* [作業指示]
1. 次の(a)〜(c)が和歌を扱った本文の内容と合うかどうかを判断しなさい。それぞれ「はい」か「いいえ」で答え、根拠となる本文の語句をそのまま引用すること。
(a) 短歌は五句から成る三十一文字の歌体である。
(b) 連歌は一人の作者が単独で作り続ける形式である。
(c) 長歌は奈良時代以降に盛んになった。
2. 和歌を扱った本文によると、連歌では長句と短句を交互に何句読み続けるか。

* [本文抜粋]
**********
和歌!季節の情緒を織り込む優れた日本の伝統文化!

和歌とは、詩歌の一様式で古くは和(こた)うる歌の意で、倭歌とも書くように、漢詩に対して日本の歌・やまと歌を指します。
万葉集の時代に、古来の歌謡から個人の創作歌へと発達し和歌の意識が確立しました。
形式には長歌・片歌・旋頭歌・連歌・短歌などがあり、俳句・川柳や狂歌なども和歌の一様式となっています。
そんな和歌を、簡単に整理しておきたいと思います。

短歌:韻文である和歌の一形式で三十一文字(五・七・五・七・七)の五句体の歌体のこと。
   真・善・美などの純粋な感情を、感動の一点に集中して簡潔な言葉で表現する。
   五句31音の定型が日本人の叙情にあい、抒情詩としての余韻・余情を尊ぶ。
連歌:日本の伝統的な詩形の一種。多人数による連作形式を取りつつも、厳密なルールを基にして全体的な構造を持つ。
   上句(17言)の長句と下の句(14言)の短句とを交互に100句(百韻)読み続ける。
   和歌の強い影響のもとに成立し、後に俳諧の連歌や発句(俳句)がここから派生。
長歌:五言・七言の二句を繰り返し、最後に七言句を重ねて結んだもので、奈良時代以降は単調となり衰退。
**********
[記録データ]
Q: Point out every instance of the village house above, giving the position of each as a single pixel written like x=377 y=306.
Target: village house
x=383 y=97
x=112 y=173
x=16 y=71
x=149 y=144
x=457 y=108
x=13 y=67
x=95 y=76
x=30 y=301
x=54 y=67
**********
* [課題の解答]
1.
(a) はい。「三十一文字(五・七・五・七・七)の五句体の歌体のこと」
(b) いいえ。「多人数による連作形式を取りつつも」
(c) いいえ。「奈良時代以降は単調となり衰退」

2. 100句(百韻)です。